Retype all the records with nothing changed.

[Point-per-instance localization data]
---*---

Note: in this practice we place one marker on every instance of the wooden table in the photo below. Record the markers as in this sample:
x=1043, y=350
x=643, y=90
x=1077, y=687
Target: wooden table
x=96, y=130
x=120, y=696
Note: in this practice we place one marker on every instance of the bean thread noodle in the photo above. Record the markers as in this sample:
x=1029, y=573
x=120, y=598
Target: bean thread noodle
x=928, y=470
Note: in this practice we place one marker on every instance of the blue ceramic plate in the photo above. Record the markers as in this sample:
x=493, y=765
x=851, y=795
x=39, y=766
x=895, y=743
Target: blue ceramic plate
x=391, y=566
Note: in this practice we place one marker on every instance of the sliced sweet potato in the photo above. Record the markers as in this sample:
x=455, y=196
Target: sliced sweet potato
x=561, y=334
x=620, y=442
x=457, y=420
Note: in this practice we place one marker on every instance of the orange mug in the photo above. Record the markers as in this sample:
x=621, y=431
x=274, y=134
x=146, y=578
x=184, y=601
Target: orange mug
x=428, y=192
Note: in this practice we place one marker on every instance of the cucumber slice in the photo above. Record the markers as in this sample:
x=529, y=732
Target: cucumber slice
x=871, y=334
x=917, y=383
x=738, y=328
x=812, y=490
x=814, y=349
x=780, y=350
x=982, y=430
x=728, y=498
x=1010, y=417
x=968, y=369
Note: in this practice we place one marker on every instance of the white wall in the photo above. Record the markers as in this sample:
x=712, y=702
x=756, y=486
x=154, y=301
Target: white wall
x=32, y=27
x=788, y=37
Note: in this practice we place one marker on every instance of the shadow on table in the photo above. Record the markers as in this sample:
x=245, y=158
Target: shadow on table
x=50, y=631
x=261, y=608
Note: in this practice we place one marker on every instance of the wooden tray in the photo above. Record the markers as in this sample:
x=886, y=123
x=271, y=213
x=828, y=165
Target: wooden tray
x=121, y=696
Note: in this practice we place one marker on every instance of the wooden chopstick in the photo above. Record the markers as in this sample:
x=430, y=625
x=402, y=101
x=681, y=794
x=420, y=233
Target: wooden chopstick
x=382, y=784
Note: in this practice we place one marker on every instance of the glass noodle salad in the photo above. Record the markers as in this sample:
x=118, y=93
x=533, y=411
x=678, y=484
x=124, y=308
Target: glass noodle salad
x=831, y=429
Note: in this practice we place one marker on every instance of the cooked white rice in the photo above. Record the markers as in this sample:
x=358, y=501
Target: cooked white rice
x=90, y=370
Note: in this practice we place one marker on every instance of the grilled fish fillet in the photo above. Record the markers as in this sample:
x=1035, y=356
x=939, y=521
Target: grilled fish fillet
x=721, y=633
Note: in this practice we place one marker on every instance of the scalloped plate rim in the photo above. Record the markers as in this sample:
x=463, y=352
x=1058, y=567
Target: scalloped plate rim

---*---

* [ANSWER SPACE]
Note: in this practice we place one marker on every instance of the wooden table in the photo below. Record the markers as in this sample:
x=1043, y=350
x=643, y=90
x=1077, y=687
Target: wooden table
x=96, y=130
x=120, y=696
Note: in this practice we place one marker on every instance of the bean thread noodle in the photo above. Record the markers as in this sample:
x=1029, y=573
x=120, y=598
Target: bean thread noodle
x=928, y=470
Note: in this practice we place one marker on every instance of the blue ceramic plate in the photo above. Record the markers as in this sample:
x=493, y=765
x=851, y=795
x=39, y=766
x=895, y=743
Target: blue ceramic plate
x=391, y=566
Note: in this practice we place one marker on every instance of the sliced sweet potato in the photo above. Record the markers as in this sample:
x=455, y=196
Target: sliced sweet potato
x=561, y=334
x=620, y=442
x=457, y=420
Note: in this practice we place one marker on every instance of the orange mug in the photo above. Record the markers as in this sample:
x=621, y=431
x=274, y=134
x=146, y=578
x=184, y=601
Target: orange mug
x=428, y=192
Note: in this practice we place one marker on every instance of the cucumber slice in the photo above. Record the markers as in this sample:
x=529, y=732
Target: cucumber slice
x=871, y=334
x=917, y=383
x=738, y=328
x=812, y=490
x=814, y=349
x=780, y=350
x=982, y=430
x=728, y=498
x=1010, y=417
x=968, y=369
Note: in this practice we place one marker on every instance of the white wall in the photo above. Record the markers as in this sample:
x=712, y=702
x=756, y=486
x=154, y=301
Target: white wall
x=32, y=27
x=788, y=37
Note: in this practice we place one marker on every instance of the shadow on table in the photo above. Record the markers as in this sample:
x=245, y=158
Target: shadow on table
x=50, y=631
x=261, y=608
Note: in this practice we place one marker on every instance of the wooden tray in the photo above. Record the markers as in this sample:
x=886, y=123
x=271, y=213
x=828, y=165
Target: wooden tray
x=121, y=696
Note: in this practice we place one marker on every instance of the wooden chopstick in the photo above. Record the markers as in this sample:
x=430, y=625
x=402, y=101
x=681, y=794
x=420, y=233
Target: wooden chopstick
x=382, y=784
Note: in this practice we place one marker on every instance of the glass noodle salad in the photo above. Record the markers as in this sample:
x=118, y=93
x=533, y=411
x=678, y=484
x=124, y=308
Target: glass noodle salad
x=831, y=429
Note: in this practice we place one marker on every instance of the cooked white rice in the photo above. Record the markers as in this sample:
x=358, y=501
Target: cooked white rice
x=90, y=370
Note: in this practice we place one marker on every instance of the grilled fish fillet in the photo above. Record the markers as in this sample:
x=1035, y=356
x=939, y=521
Target: grilled fish fillet
x=721, y=633
Note: in this practice we place one marker on every instance of the scalloped plate rim in the photo above. Record the markers as in this sample:
x=463, y=352
x=1058, y=567
Target: scalloped plate rim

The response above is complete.